Aim
Can you put this sentence from the Terry Francona article into Spanish? "The very same qualities that made him a patsy in one clubhouse made him a hero in another."

Extracted text
※

Francona cautious about celebrating



ST. LOUIS -- Terry Francona knows better than to get comfortable.
He may have been sitting on top of the world, just one win away from bringing the World Series trophy back to a town that has waited 86 torturous years to throw itself a party, but the Red Sox manager hardly needed reminding how precarious that perch can be. He might be the last man in baseball, in fact, who needs to hear how this can be a fickle game.
His predecessor in Boston was fired after getting within a game of the World Series, so there was never any doubt how the job description read the day Francona signed a contract.
Appreciation
In Philadelphia, during his only previous stop as a big-league manager, Francona left the ballpark one day to find somebody had slashed his tires -- on Fan Appreciation Day, no less.
But that wasn't the only reason why, even after his Red Sox pulled steadily away to a 3-0 lead over the St. Louis Cardinals in the best-of-seven series, Francona fidgeted in the dugout and nervously shifted the plug of chewing gum in his mouth from cheek to cheek.
"Anybody ever seen me play when I was a player?" Francona asked reporters after Boston's 4-1 win Tuesday night. "You can understand why I never get too confident."
Self-deprecation is a lost art in the major leagues, but Francona could be the man to revive it. With one more victory, he becomes living proof that nice guys don't always finish last.
Not wanted
That was the rap against him in Philly, where Francona strung together an unimpressive 285-363 mark before being chased out of town in 2000 amid talk that his own players ran him over.
But that was the strange thing about his rebirth in Boston. The very same qualities that made him a patsy in one clubhouse made him a hero in another.
Bald as a cue ball himself, Francona did nothing but chuckle when a handful of his Red Sox began sporting hairstyles and beards that even with Halloween just around the corner would stand out in any crowd of trick-or-treaters. He still insists on taking the heat in public for his players' mistakes, but instead of laughing at Francona behind his back, this bunch loves him for it.
"Grounded" is the way third baseman Bill Mueller describes Francona. "I'm just very happy I had a chance to play for him."
Long road
For a while, though, Francona must have wondered whether anybody at the big-league level would ever get that chance.

※

Data excerpts
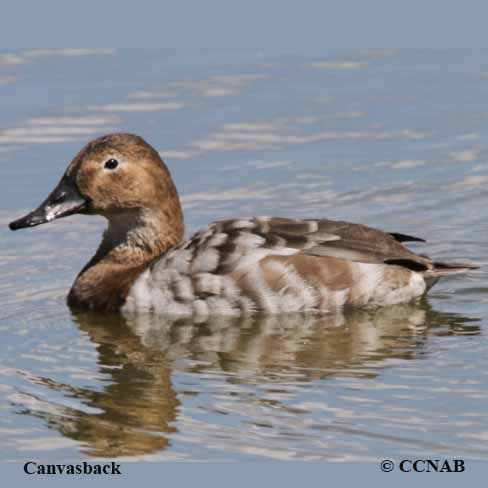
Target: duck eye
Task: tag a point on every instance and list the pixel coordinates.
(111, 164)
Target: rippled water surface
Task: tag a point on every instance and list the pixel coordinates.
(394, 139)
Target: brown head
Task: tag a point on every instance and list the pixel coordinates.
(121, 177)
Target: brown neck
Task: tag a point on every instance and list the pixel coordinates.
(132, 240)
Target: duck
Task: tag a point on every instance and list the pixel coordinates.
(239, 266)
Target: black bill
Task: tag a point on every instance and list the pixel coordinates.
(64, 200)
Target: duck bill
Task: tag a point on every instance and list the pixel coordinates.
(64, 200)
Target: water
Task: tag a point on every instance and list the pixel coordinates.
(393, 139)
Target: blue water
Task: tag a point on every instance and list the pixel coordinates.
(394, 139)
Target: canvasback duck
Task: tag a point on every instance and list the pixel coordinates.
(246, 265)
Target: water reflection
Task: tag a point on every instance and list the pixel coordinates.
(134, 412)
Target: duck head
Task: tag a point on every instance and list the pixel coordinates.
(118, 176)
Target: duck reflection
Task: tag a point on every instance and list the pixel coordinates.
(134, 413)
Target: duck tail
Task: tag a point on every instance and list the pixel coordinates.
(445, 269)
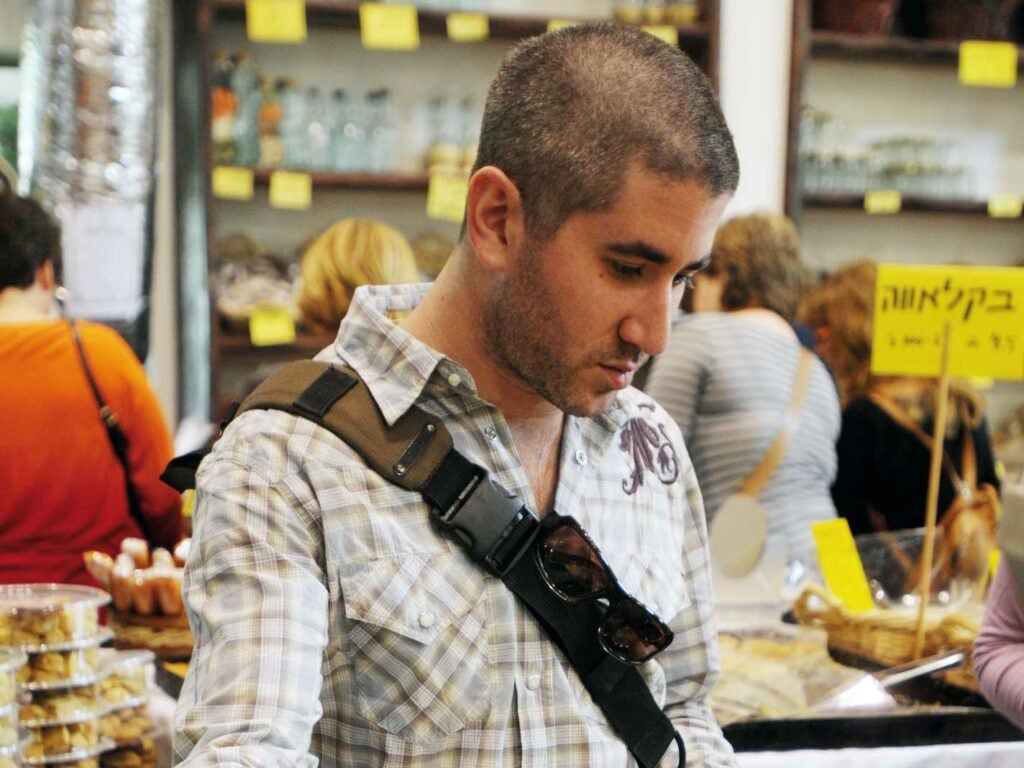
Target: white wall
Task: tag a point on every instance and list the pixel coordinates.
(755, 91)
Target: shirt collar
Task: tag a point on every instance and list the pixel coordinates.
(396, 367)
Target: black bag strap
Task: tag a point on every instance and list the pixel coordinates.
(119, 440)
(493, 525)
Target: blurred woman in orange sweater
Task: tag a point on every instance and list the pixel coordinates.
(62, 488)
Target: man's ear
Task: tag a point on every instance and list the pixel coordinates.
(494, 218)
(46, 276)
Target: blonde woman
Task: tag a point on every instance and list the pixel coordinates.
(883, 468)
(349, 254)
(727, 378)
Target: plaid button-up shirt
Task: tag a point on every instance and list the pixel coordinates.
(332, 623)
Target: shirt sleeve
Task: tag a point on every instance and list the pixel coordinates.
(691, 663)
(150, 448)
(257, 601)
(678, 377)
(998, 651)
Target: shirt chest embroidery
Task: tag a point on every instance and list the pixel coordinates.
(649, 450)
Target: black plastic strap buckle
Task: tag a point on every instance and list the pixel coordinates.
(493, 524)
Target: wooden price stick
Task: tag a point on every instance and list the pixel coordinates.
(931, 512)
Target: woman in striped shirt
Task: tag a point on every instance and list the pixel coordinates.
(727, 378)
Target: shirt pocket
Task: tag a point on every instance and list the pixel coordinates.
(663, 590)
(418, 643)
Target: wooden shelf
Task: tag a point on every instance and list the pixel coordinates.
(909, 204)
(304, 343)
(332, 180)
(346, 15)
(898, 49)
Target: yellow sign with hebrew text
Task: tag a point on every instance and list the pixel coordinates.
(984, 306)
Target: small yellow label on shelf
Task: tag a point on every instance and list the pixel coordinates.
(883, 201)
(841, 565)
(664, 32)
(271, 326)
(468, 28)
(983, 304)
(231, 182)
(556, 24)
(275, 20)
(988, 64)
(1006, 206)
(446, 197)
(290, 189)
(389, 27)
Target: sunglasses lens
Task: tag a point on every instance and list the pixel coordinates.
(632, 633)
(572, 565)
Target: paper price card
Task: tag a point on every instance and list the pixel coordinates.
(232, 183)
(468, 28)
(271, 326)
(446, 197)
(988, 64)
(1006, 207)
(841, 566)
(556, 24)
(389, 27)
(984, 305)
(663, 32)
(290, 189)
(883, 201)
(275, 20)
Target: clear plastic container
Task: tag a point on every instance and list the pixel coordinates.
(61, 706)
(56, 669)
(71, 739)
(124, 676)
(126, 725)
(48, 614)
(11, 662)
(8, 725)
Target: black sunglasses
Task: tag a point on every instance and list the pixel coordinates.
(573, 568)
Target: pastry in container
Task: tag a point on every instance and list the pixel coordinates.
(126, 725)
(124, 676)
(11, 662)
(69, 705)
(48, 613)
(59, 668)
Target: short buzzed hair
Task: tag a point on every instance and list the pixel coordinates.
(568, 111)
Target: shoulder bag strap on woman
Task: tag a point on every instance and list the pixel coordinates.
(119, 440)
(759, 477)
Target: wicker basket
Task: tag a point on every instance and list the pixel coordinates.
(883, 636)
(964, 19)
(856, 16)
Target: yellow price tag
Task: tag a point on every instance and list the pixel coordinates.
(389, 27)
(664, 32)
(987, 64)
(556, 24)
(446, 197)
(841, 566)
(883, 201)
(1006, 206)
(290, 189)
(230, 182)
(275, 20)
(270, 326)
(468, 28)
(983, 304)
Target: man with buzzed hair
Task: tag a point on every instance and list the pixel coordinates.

※

Output
Precisamente las mismas cualidades que lo convirtieron en un pelele en un vestuario lo convirtieron en un héroe en otro.